[Extracted text]
* * * * * * * * *
CLEVELAND – Water-logged and rain-delayed, the Rangers reached the first significant mile-marker of the season Tuesday afternoon, by which point the story lines of a season should become evident.
As if they weren’t evident enough before, like a techie from the Genius Bar at your local Apple Store, the Rangers demonstrated them all over again in splitting a doubleheader at Cleveland by identical 6-3 final scores.
And yet, perhaps, they still turned the page. Marcus Semien’s bat has finally arrived.
Despite an embarrassing and costly defensive lapse in the first game, Semien hit three homers over the course of the day, tied a franchise record with seven hits in the doubleheader and reached an eighth time on a walk. In the course of eight hours of baseball, he raised his batting average 25 points to .221. It’s the first day this season, he’s finished at or above .200.
The Rangers are 26-29 and the day was still filled with too many wasted chances by the offense, an inconsistent performance from the intended ace of the rotation and sloppy infield defense at a critical moment in the opener leading to more runs for the opponent.
But, the single biggest issue that has kept the Rangers from spending more than a single day at .500 has been a slow-churning offense. Nothing had better symbolized that than Semien. If he is emerging from a career-worst start, the offense, as a whole, may start to fire better. Over his last 13 games now, Semien is now slashing .339/.394/.631/1.025 with all six of his home runs.
* * * * * * * * *
[Data extract]
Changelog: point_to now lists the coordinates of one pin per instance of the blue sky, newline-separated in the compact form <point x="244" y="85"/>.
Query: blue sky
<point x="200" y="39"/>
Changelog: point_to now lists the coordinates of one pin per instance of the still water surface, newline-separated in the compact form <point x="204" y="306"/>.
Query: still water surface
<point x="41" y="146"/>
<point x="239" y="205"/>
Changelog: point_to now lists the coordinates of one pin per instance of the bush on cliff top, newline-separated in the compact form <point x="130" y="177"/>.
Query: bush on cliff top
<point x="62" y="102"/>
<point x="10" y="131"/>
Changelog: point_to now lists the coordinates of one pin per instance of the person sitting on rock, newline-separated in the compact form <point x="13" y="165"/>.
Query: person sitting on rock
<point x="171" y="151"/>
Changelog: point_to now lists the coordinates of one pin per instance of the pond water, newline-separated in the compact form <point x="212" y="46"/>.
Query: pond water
* * * * * * * * *
[Requests]
1. Copy word for word every line of the listing from the line containing "of the pond" down to the end of the listing, including both ends.
2. Extend the article on the Rangers' doubleheader split at Cleveland, beginning after its final sentence.

[Results by task]
1.
Changelog: point_to now lists the coordinates of one pin per instance of the pond water, newline-separated in the compact form <point x="212" y="46"/>.
Query: pond water

2.
The offensive performance helped dilute the acidity of a first-game blunder that seemed to paint the most vivid picture of the season to date. It featured Semien simply losing track of the situation, allowing a runner to score from second on a ground ball that never left the infield grass. It didn’t lose the Rangers the game, but it did leave a mark.
Semien, playing short for just the fourth time this season, charged Andrés Giménez’s two-out, seventh-inning chopper from behind second base. The ball hit off the pocket of his glove. Then he kicked it. He slowed down to corral it and to make sure Giménez didn’t try to advance. All the while forgetting about pinch-runner Oscar Mercado, who rounded third, and then picked up speed again to sprint home.
By the time Semien realized it, perhaps from reliever Garrett Richards’ shouting and pointing his throw was off-balance and late. Richards’ frustration punctuated the moment: He spun around and made an exaggerated throwing motion. Semien spun, too, seemingly in self-disgust.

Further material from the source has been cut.